-- Start INPUT DATA --
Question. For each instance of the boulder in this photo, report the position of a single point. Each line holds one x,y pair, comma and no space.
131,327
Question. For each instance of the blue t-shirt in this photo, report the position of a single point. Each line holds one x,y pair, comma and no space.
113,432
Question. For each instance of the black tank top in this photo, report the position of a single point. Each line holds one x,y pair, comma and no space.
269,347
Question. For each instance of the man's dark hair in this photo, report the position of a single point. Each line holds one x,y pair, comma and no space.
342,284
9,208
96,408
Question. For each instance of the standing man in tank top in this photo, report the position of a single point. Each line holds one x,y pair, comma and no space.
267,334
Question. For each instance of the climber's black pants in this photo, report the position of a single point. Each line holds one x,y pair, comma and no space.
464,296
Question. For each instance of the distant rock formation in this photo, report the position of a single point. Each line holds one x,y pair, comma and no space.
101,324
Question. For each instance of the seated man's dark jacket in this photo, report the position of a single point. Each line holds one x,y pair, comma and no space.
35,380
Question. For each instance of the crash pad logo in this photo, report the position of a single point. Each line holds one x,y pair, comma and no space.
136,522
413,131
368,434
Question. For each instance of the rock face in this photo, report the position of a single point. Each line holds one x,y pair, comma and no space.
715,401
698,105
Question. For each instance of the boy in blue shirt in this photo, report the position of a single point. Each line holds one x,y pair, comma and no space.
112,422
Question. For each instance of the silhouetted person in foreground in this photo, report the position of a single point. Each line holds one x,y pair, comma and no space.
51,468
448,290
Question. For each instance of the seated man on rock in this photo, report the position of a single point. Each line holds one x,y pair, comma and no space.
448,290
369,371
-- End INPUT DATA --
### OBJECTIVE
Reproduce all of the lines above, word for word and in the same order, without changing anything.

### EXERCISE RESPONSE
Question. For each instance of the boulder in this photo, report the position of a single point. Each line holds one x,y pair, comma and no space.
131,327
Question. For each instance of the blue t-shirt in this photo, report the position of a single point. Each line holds one x,y pair, comma and no space.
113,432
Question. For each instance of the black tank top in this photo, report the position of a single point. Each line holds one x,y pair, comma and no space.
269,347
Question. For each instance of the man's dark hair in this photo, report the position of a single point. Each line holds one x,y pair, comma and no space.
342,284
9,208
96,408
Question. For each instance of the standing man in tank top in this photo, report the position of a single point. Each line holds one x,y pair, comma and no space.
267,334
Question. For each instance of the climber's black pants in this photo, report the position of a single point. Each line holds one x,y pair, comma and no space.
464,296
Question. For each instance of the distant rock formation in this photo, report the position of a single point. Each line holds one x,y pair, comma and no space.
101,324
Question. For each instance of the seated man's dark jacket in this photo, report the position of a single point. Each line holds one x,y pair, comma and no space.
35,380
Question. For each instance of the crash pad logo in this photo, report the position of a single point. Each line holds one x,y pair, comma and no space.
136,522
413,131
368,434
Question. For each instance of the rock face in this photo, report the position of a single point. Each line holds one x,y pair, comma and no space.
715,401
698,105
Question. For each instance of the boy in blue shirt in this photo, report the position of a single point. Each line holds one x,y pair, comma and no space.
112,422
Question. For each instance of the silhouetted person in foreground in this photo, report the position of a single point. Each line holds one x,y pair, comma and no space.
51,468
448,290
Question. For each instance of the seated man on rock in this photo, report the position of a single point. Each line holds one x,y pair, comma and no space.
448,290
369,371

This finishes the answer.